*BACAAN YANG DITAMPILKAN*
Jumat, 25 Desember 2020

Kejahatan E-COMMERCE Di Indonesia

Dalam beberapa dekade terakhir ini, banyak sekali perbuatan-perbuatan pemalsuan (forgery) terhadap surat-surat dan dokumen-dokumen yang berkaitan dengan bisnis. Perbuatan-perbuatan pemalsuan surat itu telah merusak iklim bisnis di Indonesia. Dalam KUH Pidana memang telah terdapat Bab khusus yaitu Bab XII yang mengkriminalisasi perbuatan-perbuatan pemalsuan surat, tetapi ketentuan-ketentuan tersebut sifatnya masih sangat umum.  Pada saat ini surat-surat dan dokumen-dokumen yang dipalsukan itu dapat berupa electronic document yang dikirimkan atau yang disimpan di electronic files badan-badan atau institusi-institusi pemerintah, perusahaan, atau perorangan. Seyogyanya Indonesia memiliki ketentuan-ketentuan pidana khusus yang berkenaan dengan pemalsuan surat atau dokumen dengan membeda-bedakan jenis surat atau dokumen pemalsuan, yang merupakan lex specialist di luar KUH Pidana.

Di Indonesia pernah terjadi kasus cybercrime yang berkaitan dengan kejahatan bisnis, tahun 2000 beberapa situs atau web Indonesia diacak-acak oleh cracker yang menamakan dirinya Fabianclone dan naisenodni. Situs tersebut adalah antara lain milik BCA, Bursa Efek Jakarta dan Indosatnet (Agus Raharjo, 2002.37).

Selanjutnya pada bulan September dan Oktober 2000, seorang craker dengan julukan fabianclone berhasil menjebol web milik Bank Bali. Bank ini memberikan layanan internet banking pada nasabahnya. Kerugian yang ditimbulkan sangat besar dan mengakibatkan terputusnya layanan nasabah (Agus Raharjo 2002:38).

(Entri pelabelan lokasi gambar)
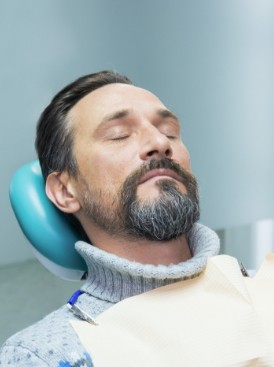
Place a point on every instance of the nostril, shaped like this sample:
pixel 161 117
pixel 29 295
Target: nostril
pixel 152 152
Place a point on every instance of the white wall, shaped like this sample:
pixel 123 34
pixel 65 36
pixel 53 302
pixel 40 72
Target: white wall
pixel 211 61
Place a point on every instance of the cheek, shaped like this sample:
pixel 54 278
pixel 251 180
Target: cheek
pixel 181 155
pixel 108 171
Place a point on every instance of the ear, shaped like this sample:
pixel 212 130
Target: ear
pixel 60 190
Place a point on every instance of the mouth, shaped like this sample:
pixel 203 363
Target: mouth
pixel 158 173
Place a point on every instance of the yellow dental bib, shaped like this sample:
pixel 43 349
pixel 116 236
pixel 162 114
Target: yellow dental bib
pixel 219 319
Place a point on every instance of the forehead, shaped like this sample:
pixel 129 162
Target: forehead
pixel 106 100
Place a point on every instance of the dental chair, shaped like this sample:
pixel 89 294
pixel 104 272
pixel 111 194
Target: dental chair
pixel 48 230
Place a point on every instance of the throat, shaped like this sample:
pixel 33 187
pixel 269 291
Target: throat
pixel 148 252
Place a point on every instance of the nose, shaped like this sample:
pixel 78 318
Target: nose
pixel 155 145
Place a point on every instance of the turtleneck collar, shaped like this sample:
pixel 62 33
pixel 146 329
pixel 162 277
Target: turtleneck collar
pixel 111 278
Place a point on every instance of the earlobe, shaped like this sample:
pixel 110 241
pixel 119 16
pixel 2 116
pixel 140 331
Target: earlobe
pixel 60 191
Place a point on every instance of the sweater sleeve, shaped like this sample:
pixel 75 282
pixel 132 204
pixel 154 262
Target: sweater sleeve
pixel 20 357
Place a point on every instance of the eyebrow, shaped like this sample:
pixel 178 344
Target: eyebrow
pixel 164 113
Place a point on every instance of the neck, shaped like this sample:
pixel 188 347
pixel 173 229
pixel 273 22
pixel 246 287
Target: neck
pixel 141 250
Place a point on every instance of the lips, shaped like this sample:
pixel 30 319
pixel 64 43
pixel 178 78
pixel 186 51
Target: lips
pixel 159 173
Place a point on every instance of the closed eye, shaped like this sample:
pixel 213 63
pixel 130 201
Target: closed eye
pixel 120 138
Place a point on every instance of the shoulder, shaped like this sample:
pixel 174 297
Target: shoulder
pixel 49 342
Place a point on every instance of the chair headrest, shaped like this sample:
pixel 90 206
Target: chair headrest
pixel 47 228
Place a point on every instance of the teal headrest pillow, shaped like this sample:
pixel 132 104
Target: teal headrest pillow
pixel 47 229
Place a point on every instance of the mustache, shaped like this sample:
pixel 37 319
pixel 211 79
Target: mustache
pixel 186 177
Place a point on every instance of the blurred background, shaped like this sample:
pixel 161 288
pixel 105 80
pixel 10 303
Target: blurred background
pixel 211 61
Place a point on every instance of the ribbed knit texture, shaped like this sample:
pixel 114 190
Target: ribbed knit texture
pixel 53 342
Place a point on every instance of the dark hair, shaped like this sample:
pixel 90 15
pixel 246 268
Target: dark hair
pixel 54 138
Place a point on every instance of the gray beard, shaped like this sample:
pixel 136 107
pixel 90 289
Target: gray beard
pixel 169 216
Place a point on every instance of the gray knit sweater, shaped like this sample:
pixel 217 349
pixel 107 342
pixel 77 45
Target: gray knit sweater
pixel 53 342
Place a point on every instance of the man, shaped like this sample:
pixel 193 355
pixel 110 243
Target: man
pixel 112 156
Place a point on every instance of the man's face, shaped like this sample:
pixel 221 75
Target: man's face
pixel 130 155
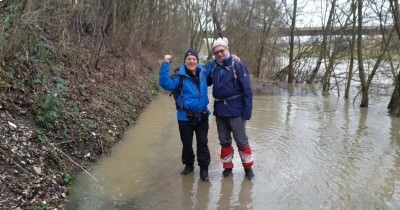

*TUGAS YANG DIBERIKAN*
(a) Salin ulang baris-baris data pelabelan lokasi gambar, mulai dari baris yang memuat "Place a point on every instance of the blurred" hingga akhir baris data, kedua batasnya ikut disalin. Jangan sertakan gambarnya dalam jawaban.
(b) Lanjutkan bacaan tentang kejahatan e-commerce di Indonesia dari bagian terakhirnya.
Bacaan dan baris data tersebut diambil dari sumber yang tidak sama.

*HASIL YANG DIHARAPKAN*
(a)
Place a point on every instance of the blurred background, shaped like this sample:
pixel 161 288
pixel 105 80
pixel 10 303
Target: blurred background
pixel 211 61
Place a point on every instance of the ribbed knit texture, shaped like this sample:
pixel 114 190
Target: ribbed knit texture
pixel 53 342
Place a point on every instance of the dark hair, shaped like this sample:
pixel 90 15
pixel 246 268
Target: dark hair
pixel 54 138
Place a point on every instance of the gray beard, shaped like this sample:
pixel 136 107
pixel 90 289
Target: gray beard
pixel 169 216
Place a point on every instance of the gray knit sweater, shaped like this sample:
pixel 217 349
pixel 107 342
pixel 77 45
Target: gray knit sweater
pixel 53 342
Place a point on every instance of the man, shaped like this sample:
pixel 193 355
pixel 110 243
Target: man
pixel 112 156
Place a point on every instance of the man's face, shaped like this sample:
pixel 221 75
Target: man's face
pixel 130 155

(b)
Kejahatan lainnya yang dikategorikan sebagai cybercrime dalam kejahatan bisnis adalah Cyber Fraud, yaitu kejahatan yang dilakukan dengan melakukan penipuan lewat internet, salah satu diantaranya adalah dengan melakukan kejahatan terlebih dahulu yaitu mencuri nomor kartu kredit orang lain dengan meng-hack atau membobol situs pada internet.

Menurut riset yang dilakukan perusahaan Security Clear Commerce yang berbasis di Texas, menyatakan Indonesia berada di urutan kedua setelah Ukraina (Shintia Dian Arwida. 2002).

Cyber Squalling, yang dapat diartikan sebagai mendapatkan, memperjualbelikan, atau menggunakan suatu nama domain dengan itikad tidak baik atau jelek. Di Indonesia kasus ini pernah terjadi antara PT. Mustika Ratu dan Tjandra, pihak yang mendaftarkan nama domain tersebut (Iman Sjahputra, 2002:151-152).

Satu lagi kasus yang berkaitan dengan cybercrime di Indonesia, kasus tersebut diputus di Pengadilan Negeri Sleman dengan Terdakwa Petrus Pangkur alias Bonny Diobok Obok. Dalam kasus tersebut, terdakwa didakwa melakukan Cybercrime. Dalam amar putusannya Majelis Hakim berkeyakinan bahwa Petrus Pangkur alias Bonny Diobok Obok telah membobol kartu kredit milik warga Amerika Serikat, hasil kejahatannya digunakan untuk membeli barang-barang seperti helm dan sarung tangan merk AGV. Total harga barang yang dibelinya mencapai Rp. 4.000.000,- (Pikiran Rakyat, 31 Agustus 2002).

Namun, beberapa contoh kasus yang berkaitan dengan cybercrime dalam kejahatan bisnis jarang yang sampai ke meja hijau, hal ini dikarenakan masih terjadi perdebatan tentang regulasi yang berkaitan dengan kejahatan tersebut. Terlebih mengenai UU No. 11 Tahun 2008 Tentang Internet dan Transaksi Elektronika yang sampai dengan hari ini walaupun telah disahkan pada tanggal 21 April 2008 belum dikeluarkan Peraturan Pemerintah untuk sebagai penjelasan dan pelengkap terhadap pelaksanaan Undang-Undang tersebut.

Disamping itu banyaknya kejadian tersebut tidak dilaporkan oleh masyarakat kepada pihak kepolisian sehingga cybercrime yang terjadi hanya ibarat angin lalu, dan diderita oleh sang korban.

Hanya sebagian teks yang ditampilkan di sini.